(Point annotation records)
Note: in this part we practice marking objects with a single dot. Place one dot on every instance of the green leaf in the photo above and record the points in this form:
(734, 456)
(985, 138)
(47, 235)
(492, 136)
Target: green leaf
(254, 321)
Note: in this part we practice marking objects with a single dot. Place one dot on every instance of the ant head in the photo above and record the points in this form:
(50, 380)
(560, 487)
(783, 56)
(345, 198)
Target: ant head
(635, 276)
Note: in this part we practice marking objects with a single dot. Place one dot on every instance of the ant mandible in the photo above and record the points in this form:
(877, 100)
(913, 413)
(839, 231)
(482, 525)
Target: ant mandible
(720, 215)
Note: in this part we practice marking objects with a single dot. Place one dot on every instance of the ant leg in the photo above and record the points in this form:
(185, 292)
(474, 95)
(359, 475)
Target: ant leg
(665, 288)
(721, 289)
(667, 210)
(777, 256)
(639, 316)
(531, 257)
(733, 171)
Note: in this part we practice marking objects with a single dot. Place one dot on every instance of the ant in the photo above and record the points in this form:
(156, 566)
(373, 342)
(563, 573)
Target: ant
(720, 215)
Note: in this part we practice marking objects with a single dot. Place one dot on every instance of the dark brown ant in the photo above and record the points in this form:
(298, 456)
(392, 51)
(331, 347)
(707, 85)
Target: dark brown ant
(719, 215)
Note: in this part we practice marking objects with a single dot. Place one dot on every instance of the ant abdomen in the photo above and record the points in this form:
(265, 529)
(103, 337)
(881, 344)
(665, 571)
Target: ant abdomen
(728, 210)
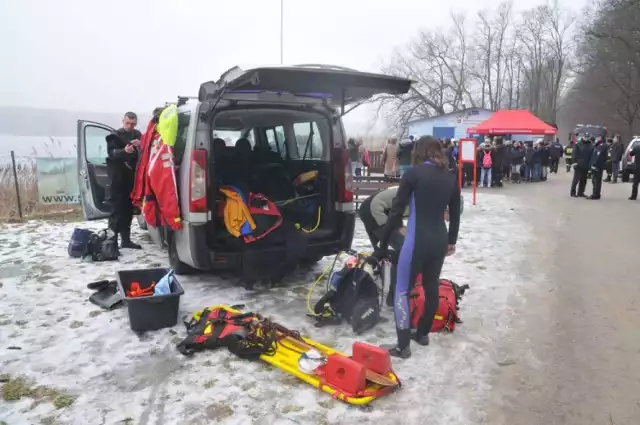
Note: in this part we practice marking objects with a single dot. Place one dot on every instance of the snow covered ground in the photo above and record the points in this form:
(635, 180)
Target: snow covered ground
(71, 345)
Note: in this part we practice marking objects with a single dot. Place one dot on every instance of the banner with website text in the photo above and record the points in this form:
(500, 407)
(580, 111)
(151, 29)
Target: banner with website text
(57, 180)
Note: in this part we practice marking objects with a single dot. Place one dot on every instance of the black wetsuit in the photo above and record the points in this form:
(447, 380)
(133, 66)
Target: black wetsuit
(121, 167)
(428, 191)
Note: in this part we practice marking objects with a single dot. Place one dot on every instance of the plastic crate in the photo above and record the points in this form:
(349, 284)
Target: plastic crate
(152, 312)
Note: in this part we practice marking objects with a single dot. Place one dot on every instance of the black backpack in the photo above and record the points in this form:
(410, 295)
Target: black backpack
(353, 296)
(103, 246)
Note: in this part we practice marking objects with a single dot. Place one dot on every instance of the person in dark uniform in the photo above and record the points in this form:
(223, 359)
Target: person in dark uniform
(555, 153)
(545, 160)
(427, 188)
(598, 163)
(617, 151)
(635, 152)
(122, 150)
(568, 154)
(374, 213)
(581, 162)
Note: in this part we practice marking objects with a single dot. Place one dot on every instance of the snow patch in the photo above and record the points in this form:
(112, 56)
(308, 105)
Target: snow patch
(70, 344)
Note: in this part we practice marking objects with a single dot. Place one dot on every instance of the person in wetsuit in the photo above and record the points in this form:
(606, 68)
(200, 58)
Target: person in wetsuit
(427, 188)
(122, 150)
(374, 213)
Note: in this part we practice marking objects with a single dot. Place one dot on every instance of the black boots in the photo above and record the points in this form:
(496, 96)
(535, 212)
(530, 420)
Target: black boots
(125, 240)
(402, 349)
(421, 339)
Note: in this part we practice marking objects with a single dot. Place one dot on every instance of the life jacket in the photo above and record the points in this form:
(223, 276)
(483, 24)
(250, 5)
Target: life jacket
(252, 219)
(155, 191)
(234, 209)
(353, 296)
(446, 315)
(216, 327)
(486, 160)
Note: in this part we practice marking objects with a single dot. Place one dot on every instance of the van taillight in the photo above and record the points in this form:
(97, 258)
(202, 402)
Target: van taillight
(344, 177)
(198, 182)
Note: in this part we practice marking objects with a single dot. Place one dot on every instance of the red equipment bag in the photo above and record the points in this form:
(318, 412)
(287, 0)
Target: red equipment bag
(265, 214)
(446, 315)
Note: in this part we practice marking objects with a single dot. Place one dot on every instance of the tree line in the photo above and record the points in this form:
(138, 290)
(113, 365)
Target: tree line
(544, 59)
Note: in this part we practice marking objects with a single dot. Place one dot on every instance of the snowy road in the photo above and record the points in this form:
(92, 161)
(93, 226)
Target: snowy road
(113, 376)
(576, 343)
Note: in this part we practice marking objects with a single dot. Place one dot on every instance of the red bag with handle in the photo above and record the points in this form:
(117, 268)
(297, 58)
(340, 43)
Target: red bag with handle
(446, 315)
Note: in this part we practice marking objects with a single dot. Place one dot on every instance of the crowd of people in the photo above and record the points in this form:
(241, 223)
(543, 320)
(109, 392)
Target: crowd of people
(497, 160)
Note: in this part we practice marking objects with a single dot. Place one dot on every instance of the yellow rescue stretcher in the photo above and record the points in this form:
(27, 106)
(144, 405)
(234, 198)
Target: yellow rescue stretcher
(358, 380)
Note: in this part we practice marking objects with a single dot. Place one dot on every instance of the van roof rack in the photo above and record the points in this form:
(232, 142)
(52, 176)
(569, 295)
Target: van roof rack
(182, 100)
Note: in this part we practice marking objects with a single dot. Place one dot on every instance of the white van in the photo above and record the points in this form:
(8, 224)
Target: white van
(291, 117)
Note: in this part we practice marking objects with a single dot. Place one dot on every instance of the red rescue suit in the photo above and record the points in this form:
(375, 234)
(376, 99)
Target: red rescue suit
(155, 191)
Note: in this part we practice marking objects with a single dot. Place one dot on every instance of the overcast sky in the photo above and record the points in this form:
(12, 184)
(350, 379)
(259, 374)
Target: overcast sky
(117, 55)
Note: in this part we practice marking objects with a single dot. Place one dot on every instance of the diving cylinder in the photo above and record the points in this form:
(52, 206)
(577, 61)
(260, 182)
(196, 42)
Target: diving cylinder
(386, 274)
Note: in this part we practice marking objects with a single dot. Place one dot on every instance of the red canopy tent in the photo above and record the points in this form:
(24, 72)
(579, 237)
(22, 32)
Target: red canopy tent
(507, 121)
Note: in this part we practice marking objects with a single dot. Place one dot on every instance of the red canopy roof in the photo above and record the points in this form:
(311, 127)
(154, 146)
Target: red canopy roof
(507, 121)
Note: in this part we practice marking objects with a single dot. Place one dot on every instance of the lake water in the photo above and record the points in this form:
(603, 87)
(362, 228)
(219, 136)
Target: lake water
(26, 147)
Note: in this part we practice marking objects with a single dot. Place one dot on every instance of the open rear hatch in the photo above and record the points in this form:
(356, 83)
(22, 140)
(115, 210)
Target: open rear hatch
(340, 86)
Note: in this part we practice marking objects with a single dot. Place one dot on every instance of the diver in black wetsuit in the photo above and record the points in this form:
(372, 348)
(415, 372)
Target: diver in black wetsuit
(428, 189)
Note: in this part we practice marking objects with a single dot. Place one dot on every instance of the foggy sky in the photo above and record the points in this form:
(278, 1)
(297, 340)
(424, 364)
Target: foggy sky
(121, 55)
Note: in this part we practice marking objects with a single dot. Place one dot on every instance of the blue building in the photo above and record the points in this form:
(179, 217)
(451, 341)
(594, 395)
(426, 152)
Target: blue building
(453, 125)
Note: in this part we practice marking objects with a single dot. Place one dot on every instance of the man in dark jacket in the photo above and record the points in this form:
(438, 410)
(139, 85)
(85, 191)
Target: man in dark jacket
(635, 152)
(545, 160)
(122, 157)
(581, 163)
(529, 159)
(498, 158)
(617, 151)
(598, 163)
(405, 147)
(555, 153)
(517, 161)
(568, 154)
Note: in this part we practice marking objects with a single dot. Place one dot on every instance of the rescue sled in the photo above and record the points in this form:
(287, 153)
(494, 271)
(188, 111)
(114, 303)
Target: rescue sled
(358, 379)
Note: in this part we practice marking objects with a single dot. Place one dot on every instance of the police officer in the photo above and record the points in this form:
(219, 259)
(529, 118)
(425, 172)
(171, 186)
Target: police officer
(617, 151)
(581, 163)
(555, 152)
(609, 167)
(122, 150)
(635, 152)
(568, 153)
(598, 162)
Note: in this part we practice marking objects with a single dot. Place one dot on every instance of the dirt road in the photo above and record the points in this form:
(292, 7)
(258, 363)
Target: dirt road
(574, 357)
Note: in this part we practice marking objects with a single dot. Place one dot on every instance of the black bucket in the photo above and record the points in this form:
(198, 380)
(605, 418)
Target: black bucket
(153, 312)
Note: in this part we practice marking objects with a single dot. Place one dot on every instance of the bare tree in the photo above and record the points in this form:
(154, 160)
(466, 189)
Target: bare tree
(609, 68)
(493, 64)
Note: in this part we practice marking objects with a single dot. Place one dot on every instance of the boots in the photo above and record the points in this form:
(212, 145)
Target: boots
(125, 240)
(402, 349)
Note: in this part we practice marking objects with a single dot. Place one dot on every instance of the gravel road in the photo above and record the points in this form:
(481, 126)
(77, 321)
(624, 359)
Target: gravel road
(574, 355)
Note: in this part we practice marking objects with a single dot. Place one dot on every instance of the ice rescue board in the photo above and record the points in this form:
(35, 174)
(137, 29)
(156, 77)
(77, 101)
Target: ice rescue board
(357, 379)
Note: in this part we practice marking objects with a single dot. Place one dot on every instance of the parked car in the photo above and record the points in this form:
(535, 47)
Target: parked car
(294, 114)
(627, 166)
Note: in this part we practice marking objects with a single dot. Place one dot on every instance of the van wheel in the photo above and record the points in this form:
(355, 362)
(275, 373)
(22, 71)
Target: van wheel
(310, 261)
(174, 261)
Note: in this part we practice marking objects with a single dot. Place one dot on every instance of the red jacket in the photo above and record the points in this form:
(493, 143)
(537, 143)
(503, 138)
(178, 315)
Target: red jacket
(155, 191)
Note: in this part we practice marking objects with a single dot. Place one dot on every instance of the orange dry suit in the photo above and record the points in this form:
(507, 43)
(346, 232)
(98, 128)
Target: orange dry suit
(155, 191)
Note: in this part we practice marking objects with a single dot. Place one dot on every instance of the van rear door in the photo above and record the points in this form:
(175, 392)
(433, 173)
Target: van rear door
(340, 86)
(93, 179)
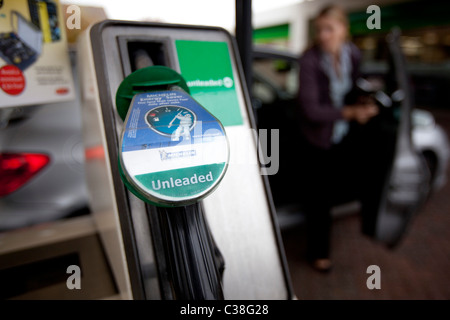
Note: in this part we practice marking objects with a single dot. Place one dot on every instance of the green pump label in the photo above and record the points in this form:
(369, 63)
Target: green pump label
(173, 150)
(206, 67)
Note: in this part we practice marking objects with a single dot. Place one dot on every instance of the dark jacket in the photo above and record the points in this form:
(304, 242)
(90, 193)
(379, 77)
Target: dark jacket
(317, 113)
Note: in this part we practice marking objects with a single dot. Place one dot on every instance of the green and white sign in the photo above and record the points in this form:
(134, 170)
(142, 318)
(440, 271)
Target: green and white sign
(206, 67)
(173, 151)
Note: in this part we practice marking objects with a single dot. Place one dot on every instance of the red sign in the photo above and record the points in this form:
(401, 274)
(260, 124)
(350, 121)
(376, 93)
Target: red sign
(12, 80)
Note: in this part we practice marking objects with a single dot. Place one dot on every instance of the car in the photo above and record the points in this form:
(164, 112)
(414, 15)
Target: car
(274, 91)
(42, 164)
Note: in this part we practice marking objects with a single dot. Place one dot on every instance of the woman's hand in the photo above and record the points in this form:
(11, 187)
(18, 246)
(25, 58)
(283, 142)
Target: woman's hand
(361, 113)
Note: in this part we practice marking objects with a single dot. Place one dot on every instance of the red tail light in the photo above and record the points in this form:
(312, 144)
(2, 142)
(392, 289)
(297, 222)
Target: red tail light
(17, 168)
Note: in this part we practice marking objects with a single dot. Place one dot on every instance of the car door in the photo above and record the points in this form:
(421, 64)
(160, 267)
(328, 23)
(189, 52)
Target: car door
(396, 175)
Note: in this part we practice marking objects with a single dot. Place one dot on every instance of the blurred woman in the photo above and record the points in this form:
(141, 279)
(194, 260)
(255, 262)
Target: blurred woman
(328, 71)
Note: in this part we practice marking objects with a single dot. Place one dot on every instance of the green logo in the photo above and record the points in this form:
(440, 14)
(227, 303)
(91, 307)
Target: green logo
(206, 66)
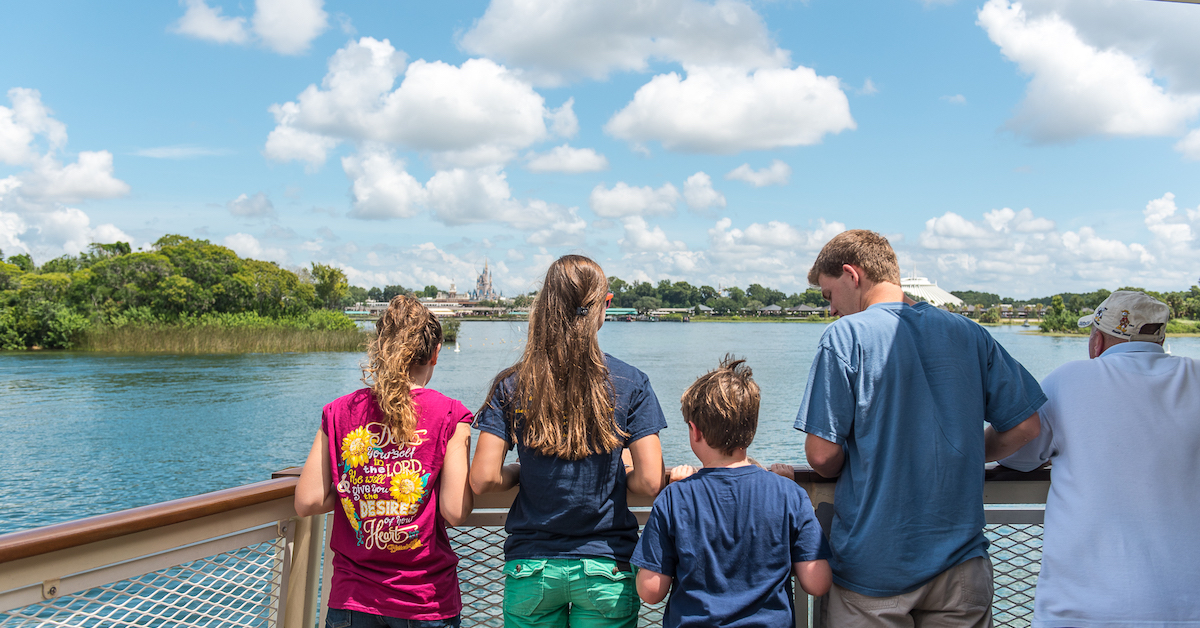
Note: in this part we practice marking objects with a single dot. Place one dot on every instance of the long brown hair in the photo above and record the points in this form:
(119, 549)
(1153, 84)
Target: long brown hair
(563, 394)
(407, 334)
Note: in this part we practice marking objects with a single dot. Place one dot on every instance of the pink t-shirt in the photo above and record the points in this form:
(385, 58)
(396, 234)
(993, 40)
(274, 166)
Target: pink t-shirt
(391, 555)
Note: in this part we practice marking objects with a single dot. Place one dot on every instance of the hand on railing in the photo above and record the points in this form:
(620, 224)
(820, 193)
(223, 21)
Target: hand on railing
(786, 471)
(681, 472)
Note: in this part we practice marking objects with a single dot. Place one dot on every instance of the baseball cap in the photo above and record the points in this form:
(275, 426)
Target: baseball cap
(1126, 312)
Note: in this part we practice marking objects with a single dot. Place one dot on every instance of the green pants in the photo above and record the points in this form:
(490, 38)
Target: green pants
(576, 592)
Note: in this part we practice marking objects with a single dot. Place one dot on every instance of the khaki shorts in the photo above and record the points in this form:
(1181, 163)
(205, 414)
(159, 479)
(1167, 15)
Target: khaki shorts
(959, 597)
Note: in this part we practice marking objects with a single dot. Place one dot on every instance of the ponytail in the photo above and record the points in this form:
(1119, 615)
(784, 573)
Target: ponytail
(562, 387)
(407, 334)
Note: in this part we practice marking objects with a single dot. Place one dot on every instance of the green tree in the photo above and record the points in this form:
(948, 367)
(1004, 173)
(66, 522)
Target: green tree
(354, 294)
(330, 285)
(645, 304)
(390, 292)
(23, 262)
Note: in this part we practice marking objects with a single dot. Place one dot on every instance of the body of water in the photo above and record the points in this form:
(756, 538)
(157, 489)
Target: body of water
(84, 434)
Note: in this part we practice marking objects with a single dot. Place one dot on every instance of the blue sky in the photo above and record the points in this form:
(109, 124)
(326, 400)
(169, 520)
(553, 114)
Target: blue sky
(1015, 148)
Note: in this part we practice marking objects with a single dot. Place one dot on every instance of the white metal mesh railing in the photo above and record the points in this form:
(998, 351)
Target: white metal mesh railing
(1015, 558)
(239, 587)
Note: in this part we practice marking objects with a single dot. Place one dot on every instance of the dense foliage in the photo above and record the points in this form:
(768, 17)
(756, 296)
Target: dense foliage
(180, 281)
(643, 297)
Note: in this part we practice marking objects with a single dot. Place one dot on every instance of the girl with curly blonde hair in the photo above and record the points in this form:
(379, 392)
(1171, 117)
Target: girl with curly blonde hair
(394, 456)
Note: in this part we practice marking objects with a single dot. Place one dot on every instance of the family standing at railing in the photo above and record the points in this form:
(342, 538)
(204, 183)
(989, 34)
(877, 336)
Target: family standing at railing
(892, 407)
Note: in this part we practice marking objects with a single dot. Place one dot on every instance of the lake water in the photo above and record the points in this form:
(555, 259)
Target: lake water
(85, 434)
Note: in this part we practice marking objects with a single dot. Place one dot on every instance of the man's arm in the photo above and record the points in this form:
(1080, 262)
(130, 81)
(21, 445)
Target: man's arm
(652, 586)
(825, 458)
(1003, 444)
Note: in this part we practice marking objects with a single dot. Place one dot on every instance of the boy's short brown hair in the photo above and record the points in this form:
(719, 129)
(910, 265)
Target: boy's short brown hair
(724, 406)
(861, 247)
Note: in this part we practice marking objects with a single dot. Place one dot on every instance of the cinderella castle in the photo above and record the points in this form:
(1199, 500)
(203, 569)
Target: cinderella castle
(484, 289)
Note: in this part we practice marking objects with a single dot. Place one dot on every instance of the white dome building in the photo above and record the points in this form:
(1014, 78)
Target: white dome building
(921, 288)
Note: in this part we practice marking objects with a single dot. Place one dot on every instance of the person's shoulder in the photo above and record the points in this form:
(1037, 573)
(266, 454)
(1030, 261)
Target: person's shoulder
(353, 400)
(435, 399)
(623, 370)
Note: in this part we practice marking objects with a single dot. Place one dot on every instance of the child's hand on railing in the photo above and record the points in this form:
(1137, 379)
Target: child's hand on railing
(786, 471)
(681, 472)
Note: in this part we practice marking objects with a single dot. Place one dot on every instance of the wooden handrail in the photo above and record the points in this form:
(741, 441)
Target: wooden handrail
(101, 527)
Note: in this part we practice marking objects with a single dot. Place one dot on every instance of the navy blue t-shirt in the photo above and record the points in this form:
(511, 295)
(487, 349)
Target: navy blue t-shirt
(575, 508)
(729, 537)
(905, 390)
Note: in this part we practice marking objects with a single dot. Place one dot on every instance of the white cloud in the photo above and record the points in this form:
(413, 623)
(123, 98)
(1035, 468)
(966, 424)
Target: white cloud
(53, 232)
(21, 125)
(1163, 35)
(628, 201)
(382, 187)
(89, 177)
(1078, 89)
(774, 174)
(1018, 253)
(33, 217)
(555, 42)
(569, 160)
(468, 115)
(563, 121)
(725, 111)
(640, 238)
(1191, 145)
(699, 192)
(286, 27)
(252, 207)
(246, 245)
(203, 22)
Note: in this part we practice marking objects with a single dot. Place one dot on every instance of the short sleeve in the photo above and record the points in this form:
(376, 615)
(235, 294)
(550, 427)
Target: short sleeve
(828, 407)
(808, 540)
(491, 418)
(645, 414)
(1012, 393)
(655, 549)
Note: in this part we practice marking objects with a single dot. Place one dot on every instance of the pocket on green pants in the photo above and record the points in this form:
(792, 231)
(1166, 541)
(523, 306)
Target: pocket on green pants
(611, 591)
(523, 585)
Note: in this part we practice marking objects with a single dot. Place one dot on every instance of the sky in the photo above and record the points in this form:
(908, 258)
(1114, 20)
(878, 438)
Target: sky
(1018, 148)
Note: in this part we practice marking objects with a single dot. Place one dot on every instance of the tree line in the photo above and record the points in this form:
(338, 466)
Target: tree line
(178, 281)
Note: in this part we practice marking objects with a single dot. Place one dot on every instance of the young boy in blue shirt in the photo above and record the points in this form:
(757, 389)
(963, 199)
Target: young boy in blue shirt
(729, 537)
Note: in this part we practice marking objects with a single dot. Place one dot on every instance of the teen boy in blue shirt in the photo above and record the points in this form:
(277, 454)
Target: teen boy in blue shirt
(731, 536)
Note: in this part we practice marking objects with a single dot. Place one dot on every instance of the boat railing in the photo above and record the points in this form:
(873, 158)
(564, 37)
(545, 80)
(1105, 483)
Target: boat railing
(243, 557)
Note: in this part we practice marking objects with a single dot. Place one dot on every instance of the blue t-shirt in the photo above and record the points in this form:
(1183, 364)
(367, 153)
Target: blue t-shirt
(575, 508)
(905, 390)
(729, 537)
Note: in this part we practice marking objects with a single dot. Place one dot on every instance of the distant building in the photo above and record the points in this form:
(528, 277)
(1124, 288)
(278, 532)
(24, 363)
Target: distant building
(484, 289)
(921, 288)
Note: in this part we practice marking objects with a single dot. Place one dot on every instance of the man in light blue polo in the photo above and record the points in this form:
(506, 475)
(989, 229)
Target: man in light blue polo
(1122, 431)
(895, 408)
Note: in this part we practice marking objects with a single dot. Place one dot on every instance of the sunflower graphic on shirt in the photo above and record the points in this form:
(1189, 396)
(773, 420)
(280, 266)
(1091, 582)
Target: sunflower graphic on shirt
(408, 489)
(357, 448)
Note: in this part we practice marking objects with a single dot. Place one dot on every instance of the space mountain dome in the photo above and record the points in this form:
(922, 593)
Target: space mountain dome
(921, 288)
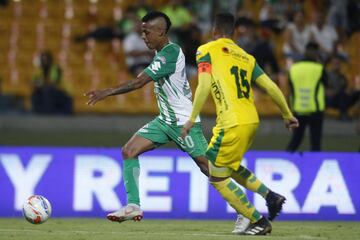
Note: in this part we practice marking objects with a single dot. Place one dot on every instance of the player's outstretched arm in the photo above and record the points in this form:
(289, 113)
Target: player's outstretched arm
(264, 82)
(98, 95)
(201, 94)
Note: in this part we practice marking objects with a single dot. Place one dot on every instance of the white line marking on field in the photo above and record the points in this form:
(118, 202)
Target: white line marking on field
(57, 232)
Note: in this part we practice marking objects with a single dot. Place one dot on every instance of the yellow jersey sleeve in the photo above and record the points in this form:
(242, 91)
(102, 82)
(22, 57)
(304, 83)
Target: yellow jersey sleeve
(203, 54)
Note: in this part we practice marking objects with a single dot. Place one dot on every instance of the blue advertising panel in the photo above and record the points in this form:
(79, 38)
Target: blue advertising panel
(87, 182)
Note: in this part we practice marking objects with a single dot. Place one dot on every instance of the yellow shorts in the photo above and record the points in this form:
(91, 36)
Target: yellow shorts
(228, 146)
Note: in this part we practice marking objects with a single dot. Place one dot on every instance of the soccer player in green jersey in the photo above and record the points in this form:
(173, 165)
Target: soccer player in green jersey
(174, 99)
(228, 72)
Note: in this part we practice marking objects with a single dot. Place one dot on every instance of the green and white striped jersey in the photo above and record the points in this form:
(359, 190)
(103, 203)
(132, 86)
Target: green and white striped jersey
(172, 88)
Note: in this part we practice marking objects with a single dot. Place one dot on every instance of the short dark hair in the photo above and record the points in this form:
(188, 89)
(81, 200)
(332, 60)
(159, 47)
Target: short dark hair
(225, 23)
(312, 46)
(156, 14)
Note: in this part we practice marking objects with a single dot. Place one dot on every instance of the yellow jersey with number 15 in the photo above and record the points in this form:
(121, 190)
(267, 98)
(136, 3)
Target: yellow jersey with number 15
(232, 71)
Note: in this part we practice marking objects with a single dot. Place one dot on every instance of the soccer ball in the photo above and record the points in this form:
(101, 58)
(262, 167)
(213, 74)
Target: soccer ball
(36, 209)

→ Description of the task
Repeat only the lines from the one holding "the short dark" through the last line of the data.

→ Response to this exercise
Note: in this part we practice marking objects with a single dot. Place one dot on every instance of the short dark hair in the photo above and record the points in this form:
(188, 89)
(81, 200)
(332, 60)
(159, 47)
Target: short dark hair
(225, 23)
(312, 46)
(156, 14)
Note: in this part we practice marking objects with a single dot. Place one dot on every instance of the yellow jersey with number 15 in the photo above and record the points in this form:
(121, 190)
(267, 98)
(136, 3)
Target: yellow jersey with number 15
(232, 71)
Note: in this part we practice marking objects with a single dot. Place one dot on every instance of the soccer ball in the photo above and record the points in this form:
(101, 58)
(262, 167)
(213, 74)
Target: soccer ball
(36, 209)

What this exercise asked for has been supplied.